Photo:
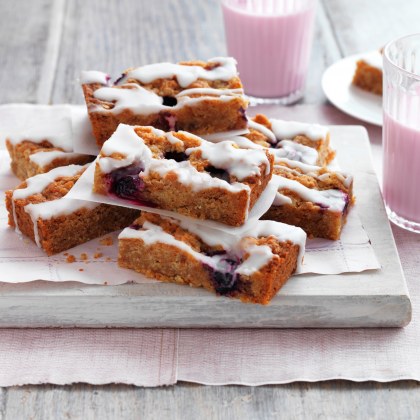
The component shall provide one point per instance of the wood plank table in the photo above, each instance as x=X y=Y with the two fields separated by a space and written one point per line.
x=45 y=43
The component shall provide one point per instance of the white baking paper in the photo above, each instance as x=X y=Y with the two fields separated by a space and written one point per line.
x=71 y=121
x=96 y=263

→ **EXERCISE PROMPT**: The answer is the whole listing retyped exactly, with pictures omitted.

→ **WRITTEN SOLUTION**:
Photo:
The component shall provide one point per instance of the wood plank table in the photo above, each instance as x=X y=Y with the two fields separated by a space and written one point per line.
x=45 y=43
The component shall provide one point per instance of the white baking paper in the photo above, each instance as x=X y=Y with the two fields separated by a space and written one point per line.
x=71 y=121
x=96 y=263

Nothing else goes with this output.